- WHAT YOU HAVE TO DO: The expected output is the data below, character for character, without its pictures.

- ENTRIES PROVIDED:
((
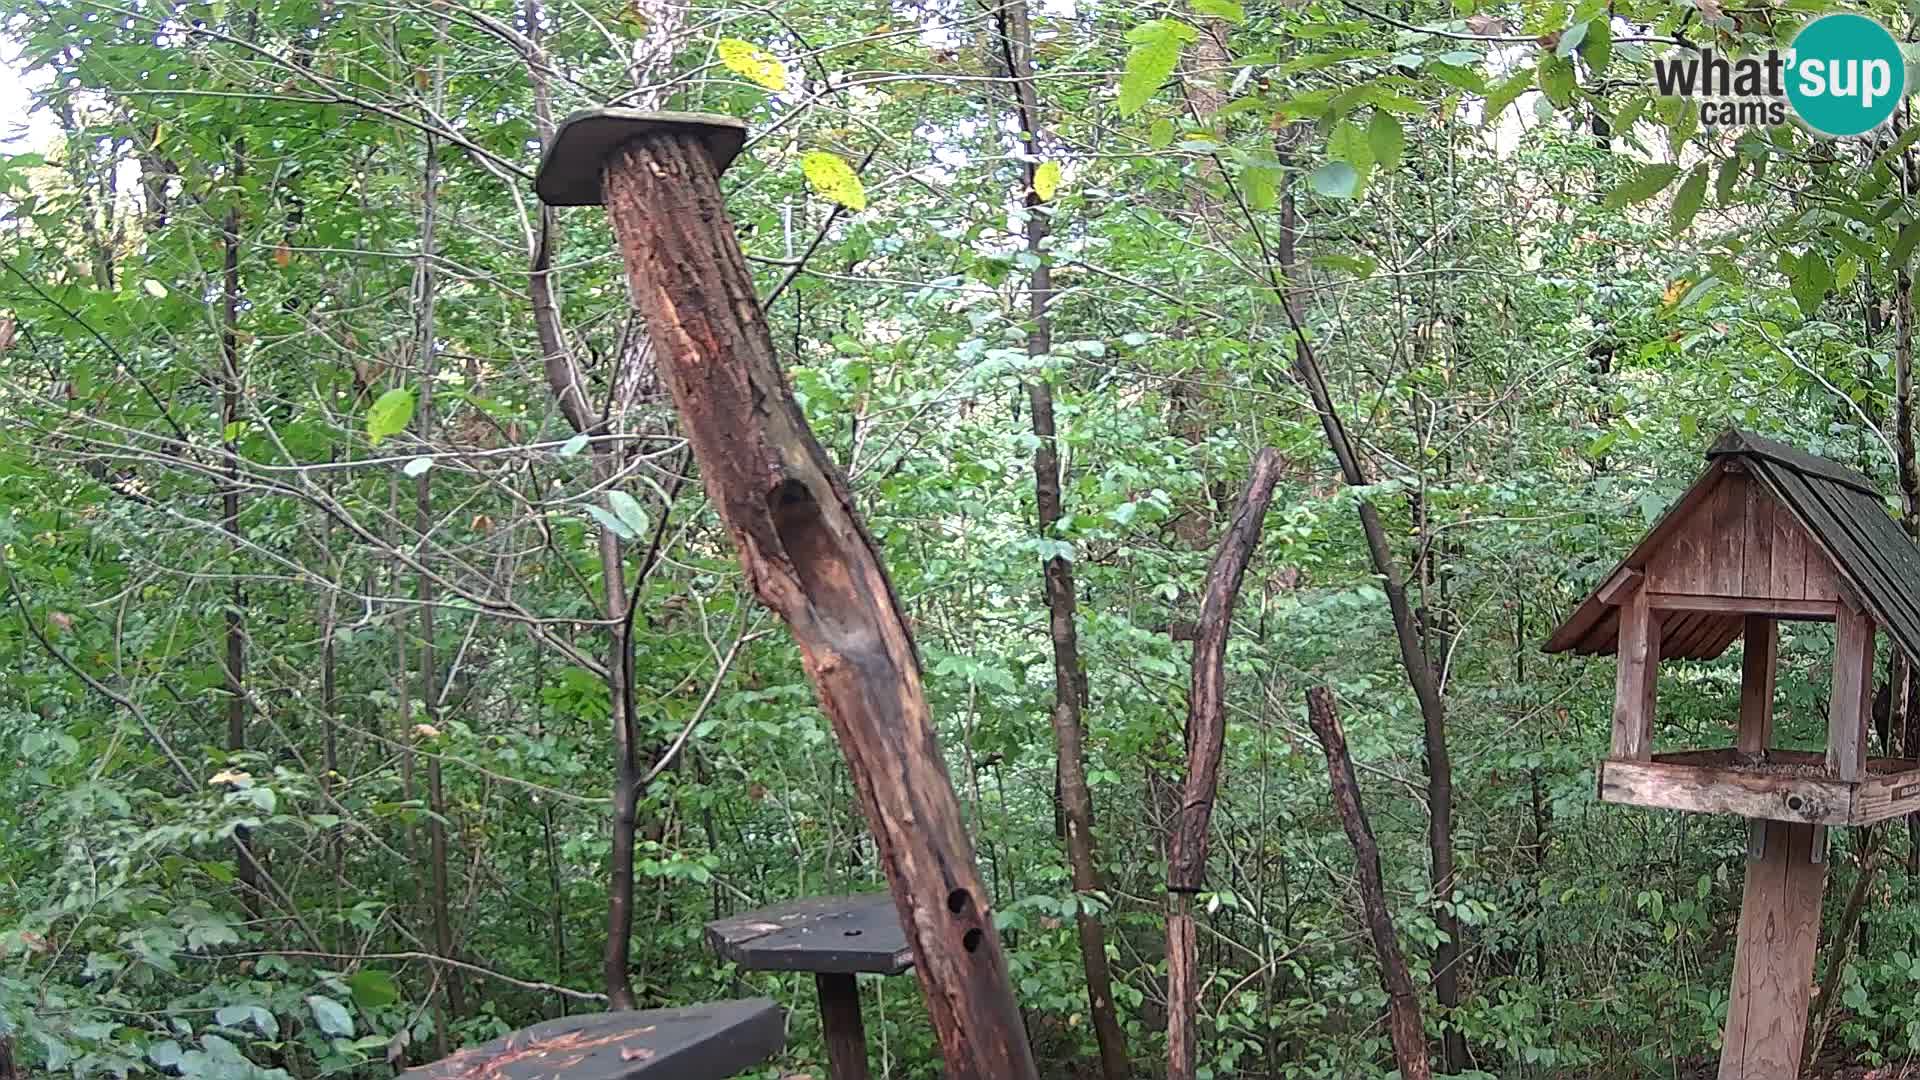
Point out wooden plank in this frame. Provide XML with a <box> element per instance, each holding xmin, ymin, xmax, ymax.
<box><xmin>402</xmin><ymin>1001</ymin><xmax>785</xmax><ymax>1080</ymax></box>
<box><xmin>1847</xmin><ymin>765</ymin><xmax>1920</xmax><ymax>824</ymax></box>
<box><xmin>1599</xmin><ymin>759</ymin><xmax>1851</xmax><ymax>824</ymax></box>
<box><xmin>1710</xmin><ymin>468</ymin><xmax>1749</xmax><ymax>595</ymax></box>
<box><xmin>1829</xmin><ymin>605</ymin><xmax>1875</xmax><ymax>782</ymax></box>
<box><xmin>1718</xmin><ymin>820</ymin><xmax>1826</xmax><ymax>1079</ymax></box>
<box><xmin>1658</xmin><ymin>611</ymin><xmax>1702</xmax><ymax>661</ymax></box>
<box><xmin>1771</xmin><ymin>501</ymin><xmax>1808</xmax><ymax>600</ymax></box>
<box><xmin>1646</xmin><ymin>593</ymin><xmax>1838</xmax><ymax>620</ymax></box>
<box><xmin>1611</xmin><ymin>588</ymin><xmax>1660</xmax><ymax>760</ymax></box>
<box><xmin>707</xmin><ymin>894</ymin><xmax>913</xmax><ymax>976</ymax></box>
<box><xmin>1743</xmin><ymin>478</ymin><xmax>1776</xmax><ymax>596</ymax></box>
<box><xmin>1597</xmin><ymin>568</ymin><xmax>1644</xmax><ymax>606</ymax></box>
<box><xmin>1739</xmin><ymin>616</ymin><xmax>1777</xmax><ymax>755</ymax></box>
<box><xmin>1648</xmin><ymin>478</ymin><xmax>1722</xmax><ymax>596</ymax></box>
<box><xmin>1801</xmin><ymin>539</ymin><xmax>1844</xmax><ymax>603</ymax></box>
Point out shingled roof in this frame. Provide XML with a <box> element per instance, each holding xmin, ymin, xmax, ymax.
<box><xmin>1543</xmin><ymin>430</ymin><xmax>1920</xmax><ymax>665</ymax></box>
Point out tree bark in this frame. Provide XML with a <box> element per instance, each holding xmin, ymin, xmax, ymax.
<box><xmin>991</xmin><ymin>4</ymin><xmax>1129</xmax><ymax>1075</ymax></box>
<box><xmin>1277</xmin><ymin>150</ymin><xmax>1464</xmax><ymax>1073</ymax></box>
<box><xmin>597</xmin><ymin>130</ymin><xmax>1036</xmax><ymax>1080</ymax></box>
<box><xmin>1166</xmin><ymin>447</ymin><xmax>1283</xmax><ymax>1080</ymax></box>
<box><xmin>1306</xmin><ymin>686</ymin><xmax>1432</xmax><ymax>1080</ymax></box>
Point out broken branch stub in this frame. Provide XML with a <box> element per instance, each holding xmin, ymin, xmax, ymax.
<box><xmin>579</xmin><ymin>122</ymin><xmax>1036</xmax><ymax>1080</ymax></box>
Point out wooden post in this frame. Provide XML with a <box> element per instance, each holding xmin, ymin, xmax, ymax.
<box><xmin>535</xmin><ymin>111</ymin><xmax>1037</xmax><ymax>1080</ymax></box>
<box><xmin>814</xmin><ymin>974</ymin><xmax>871</xmax><ymax>1080</ymax></box>
<box><xmin>1738</xmin><ymin>615</ymin><xmax>1777</xmax><ymax>755</ymax></box>
<box><xmin>1611</xmin><ymin>586</ymin><xmax>1661</xmax><ymax>760</ymax></box>
<box><xmin>1719</xmin><ymin>819</ymin><xmax>1827</xmax><ymax>1079</ymax></box>
<box><xmin>1830</xmin><ymin>604</ymin><xmax>1876</xmax><ymax>781</ymax></box>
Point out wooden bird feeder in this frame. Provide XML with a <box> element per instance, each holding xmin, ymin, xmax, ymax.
<box><xmin>1545</xmin><ymin>429</ymin><xmax>1920</xmax><ymax>1077</ymax></box>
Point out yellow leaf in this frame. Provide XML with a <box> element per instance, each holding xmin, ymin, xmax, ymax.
<box><xmin>718</xmin><ymin>38</ymin><xmax>787</xmax><ymax>92</ymax></box>
<box><xmin>1662</xmin><ymin>278</ymin><xmax>1689</xmax><ymax>306</ymax></box>
<box><xmin>801</xmin><ymin>151</ymin><xmax>867</xmax><ymax>212</ymax></box>
<box><xmin>1033</xmin><ymin>160</ymin><xmax>1061</xmax><ymax>202</ymax></box>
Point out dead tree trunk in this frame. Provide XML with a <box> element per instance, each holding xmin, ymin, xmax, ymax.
<box><xmin>1166</xmin><ymin>448</ymin><xmax>1283</xmax><ymax>1080</ymax></box>
<box><xmin>1306</xmin><ymin>686</ymin><xmax>1431</xmax><ymax>1080</ymax></box>
<box><xmin>591</xmin><ymin>127</ymin><xmax>1037</xmax><ymax>1080</ymax></box>
<box><xmin>992</xmin><ymin>0</ymin><xmax>1128</xmax><ymax>1072</ymax></box>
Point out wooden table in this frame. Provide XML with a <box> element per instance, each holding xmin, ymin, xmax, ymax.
<box><xmin>706</xmin><ymin>894</ymin><xmax>912</xmax><ymax>1080</ymax></box>
<box><xmin>399</xmin><ymin>999</ymin><xmax>783</xmax><ymax>1080</ymax></box>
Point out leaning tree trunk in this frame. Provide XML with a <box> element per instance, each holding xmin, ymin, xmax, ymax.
<box><xmin>596</xmin><ymin>130</ymin><xmax>1037</xmax><ymax>1080</ymax></box>
<box><xmin>991</xmin><ymin>2</ymin><xmax>1129</xmax><ymax>1074</ymax></box>
<box><xmin>1167</xmin><ymin>448</ymin><xmax>1283</xmax><ymax>1080</ymax></box>
<box><xmin>1306</xmin><ymin>686</ymin><xmax>1432</xmax><ymax>1080</ymax></box>
<box><xmin>1276</xmin><ymin>154</ymin><xmax>1464</xmax><ymax>1072</ymax></box>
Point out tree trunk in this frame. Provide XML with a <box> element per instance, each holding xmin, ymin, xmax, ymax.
<box><xmin>597</xmin><ymin>130</ymin><xmax>1036</xmax><ymax>1080</ymax></box>
<box><xmin>1167</xmin><ymin>448</ymin><xmax>1283</xmax><ymax>1080</ymax></box>
<box><xmin>411</xmin><ymin>114</ymin><xmax>466</xmax><ymax>1033</ymax></box>
<box><xmin>1277</xmin><ymin>149</ymin><xmax>1464</xmax><ymax>1073</ymax></box>
<box><xmin>219</xmin><ymin>142</ymin><xmax>263</xmax><ymax>916</ymax></box>
<box><xmin>1306</xmin><ymin>686</ymin><xmax>1432</xmax><ymax>1080</ymax></box>
<box><xmin>991</xmin><ymin>4</ymin><xmax>1129</xmax><ymax>1075</ymax></box>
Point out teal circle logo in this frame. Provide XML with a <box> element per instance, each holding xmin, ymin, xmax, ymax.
<box><xmin>1786</xmin><ymin>13</ymin><xmax>1905</xmax><ymax>137</ymax></box>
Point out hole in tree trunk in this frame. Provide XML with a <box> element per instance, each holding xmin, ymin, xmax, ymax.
<box><xmin>947</xmin><ymin>888</ymin><xmax>971</xmax><ymax>915</ymax></box>
<box><xmin>962</xmin><ymin>928</ymin><xmax>983</xmax><ymax>953</ymax></box>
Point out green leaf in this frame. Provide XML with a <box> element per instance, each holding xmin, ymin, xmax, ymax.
))
- EXERCISE RESULT:
Point out wooden plank in this frame. Provide XML with a <box> element per instance, each holding xmin, ymin, xmax, ymax.
<box><xmin>402</xmin><ymin>1001</ymin><xmax>785</xmax><ymax>1080</ymax></box>
<box><xmin>1847</xmin><ymin>765</ymin><xmax>1920</xmax><ymax>824</ymax></box>
<box><xmin>1599</xmin><ymin>759</ymin><xmax>1851</xmax><ymax>824</ymax></box>
<box><xmin>1710</xmin><ymin>468</ymin><xmax>1749</xmax><ymax>595</ymax></box>
<box><xmin>1829</xmin><ymin>605</ymin><xmax>1875</xmax><ymax>782</ymax></box>
<box><xmin>1718</xmin><ymin>820</ymin><xmax>1826</xmax><ymax>1079</ymax></box>
<box><xmin>1658</xmin><ymin>611</ymin><xmax>1702</xmax><ymax>661</ymax></box>
<box><xmin>1771</xmin><ymin>501</ymin><xmax>1808</xmax><ymax>600</ymax></box>
<box><xmin>1646</xmin><ymin>593</ymin><xmax>1838</xmax><ymax>620</ymax></box>
<box><xmin>1611</xmin><ymin>588</ymin><xmax>1660</xmax><ymax>760</ymax></box>
<box><xmin>707</xmin><ymin>894</ymin><xmax>913</xmax><ymax>976</ymax></box>
<box><xmin>1743</xmin><ymin>478</ymin><xmax>1776</xmax><ymax>596</ymax></box>
<box><xmin>1597</xmin><ymin>568</ymin><xmax>1644</xmax><ymax>606</ymax></box>
<box><xmin>1739</xmin><ymin>616</ymin><xmax>1777</xmax><ymax>755</ymax></box>
<box><xmin>1648</xmin><ymin>478</ymin><xmax>1722</xmax><ymax>596</ymax></box>
<box><xmin>1801</xmin><ymin>539</ymin><xmax>1844</xmax><ymax>603</ymax></box>
Point out shingled roof in this frame. Provide XML with a <box> element per instance, each holding xmin, ymin, xmax, ymax.
<box><xmin>1543</xmin><ymin>430</ymin><xmax>1920</xmax><ymax>665</ymax></box>
Point out tree bark in this frame. Provide XML with a <box> element per instance, each holding xmin, ymin, xmax, ymax.
<box><xmin>991</xmin><ymin>4</ymin><xmax>1129</xmax><ymax>1075</ymax></box>
<box><xmin>1277</xmin><ymin>150</ymin><xmax>1464</xmax><ymax>1073</ymax></box>
<box><xmin>597</xmin><ymin>130</ymin><xmax>1036</xmax><ymax>1080</ymax></box>
<box><xmin>1166</xmin><ymin>447</ymin><xmax>1283</xmax><ymax>1080</ymax></box>
<box><xmin>1306</xmin><ymin>686</ymin><xmax>1432</xmax><ymax>1080</ymax></box>
Point out broken branch stub in this frame. Provide XML with a <box> element per instance, each holding xmin, ymin, xmax, ymax.
<box><xmin>579</xmin><ymin>122</ymin><xmax>1036</xmax><ymax>1080</ymax></box>
Point out wooden post in this frame. Provide XML with a <box> element per instance, each holding xmin, ymin, xmax, ymax.
<box><xmin>535</xmin><ymin>111</ymin><xmax>1037</xmax><ymax>1080</ymax></box>
<box><xmin>814</xmin><ymin>974</ymin><xmax>871</xmax><ymax>1080</ymax></box>
<box><xmin>1738</xmin><ymin>615</ymin><xmax>1777</xmax><ymax>755</ymax></box>
<box><xmin>1611</xmin><ymin>586</ymin><xmax>1661</xmax><ymax>760</ymax></box>
<box><xmin>1719</xmin><ymin>819</ymin><xmax>1827</xmax><ymax>1079</ymax></box>
<box><xmin>1830</xmin><ymin>604</ymin><xmax>1876</xmax><ymax>781</ymax></box>
Point out wooden bird feeder in this frame. Provide XML with a <box> element per instance, each holding xmin, ymin, xmax, ymax.
<box><xmin>1545</xmin><ymin>429</ymin><xmax>1920</xmax><ymax>1077</ymax></box>
Point out yellow leaf in this frame. Provide XML with a <box> element per instance, each holding xmin, ymin, xmax, ymax.
<box><xmin>718</xmin><ymin>38</ymin><xmax>787</xmax><ymax>92</ymax></box>
<box><xmin>1662</xmin><ymin>278</ymin><xmax>1689</xmax><ymax>306</ymax></box>
<box><xmin>801</xmin><ymin>151</ymin><xmax>867</xmax><ymax>212</ymax></box>
<box><xmin>1033</xmin><ymin>160</ymin><xmax>1061</xmax><ymax>202</ymax></box>
Point out dead tree trunk in this frame. Provide XML with a <box> element per instance, each holding xmin, ymin, xmax, ymax.
<box><xmin>1166</xmin><ymin>448</ymin><xmax>1283</xmax><ymax>1080</ymax></box>
<box><xmin>1306</xmin><ymin>686</ymin><xmax>1431</xmax><ymax>1080</ymax></box>
<box><xmin>591</xmin><ymin>127</ymin><xmax>1037</xmax><ymax>1080</ymax></box>
<box><xmin>992</xmin><ymin>0</ymin><xmax>1128</xmax><ymax>1072</ymax></box>
Point out wooden table in this frame. Provide XML with a <box> element per instance, each holding xmin, ymin, xmax, ymax.
<box><xmin>706</xmin><ymin>894</ymin><xmax>912</xmax><ymax>1080</ymax></box>
<box><xmin>399</xmin><ymin>999</ymin><xmax>783</xmax><ymax>1080</ymax></box>
Point out leaning tree trunk in this frame. Provide XML with a <box> element per instance, each holding xmin, ymin, xmax, ymax.
<box><xmin>596</xmin><ymin>130</ymin><xmax>1037</xmax><ymax>1080</ymax></box>
<box><xmin>991</xmin><ymin>2</ymin><xmax>1129</xmax><ymax>1074</ymax></box>
<box><xmin>1167</xmin><ymin>448</ymin><xmax>1283</xmax><ymax>1080</ymax></box>
<box><xmin>1306</xmin><ymin>686</ymin><xmax>1432</xmax><ymax>1080</ymax></box>
<box><xmin>1276</xmin><ymin>154</ymin><xmax>1464</xmax><ymax>1072</ymax></box>
Point out tree trunk in this frame. Provide XML with a <box> element per instance, each holding xmin, ymin, xmax, ymax.
<box><xmin>597</xmin><ymin>130</ymin><xmax>1036</xmax><ymax>1080</ymax></box>
<box><xmin>1167</xmin><ymin>448</ymin><xmax>1283</xmax><ymax>1080</ymax></box>
<box><xmin>411</xmin><ymin>114</ymin><xmax>466</xmax><ymax>1033</ymax></box>
<box><xmin>1277</xmin><ymin>149</ymin><xmax>1464</xmax><ymax>1073</ymax></box>
<box><xmin>219</xmin><ymin>142</ymin><xmax>263</xmax><ymax>916</ymax></box>
<box><xmin>1306</xmin><ymin>686</ymin><xmax>1432</xmax><ymax>1080</ymax></box>
<box><xmin>991</xmin><ymin>4</ymin><xmax>1129</xmax><ymax>1075</ymax></box>
Point out teal circle logo in this frame. Provide XML with a <box> element per instance, each holding xmin, ymin, xmax, ymax.
<box><xmin>1786</xmin><ymin>13</ymin><xmax>1905</xmax><ymax>137</ymax></box>
Point out hole in tree trunk in this frame. Provide XML with a <box> element per instance, each holding xmin, ymin, xmax, ymax.
<box><xmin>947</xmin><ymin>888</ymin><xmax>971</xmax><ymax>915</ymax></box>
<box><xmin>962</xmin><ymin>928</ymin><xmax>983</xmax><ymax>953</ymax></box>
Point out green leaf in this frame. Provide XML with a <box> element per instance, each holding xmin, ymin, xmax, ymax.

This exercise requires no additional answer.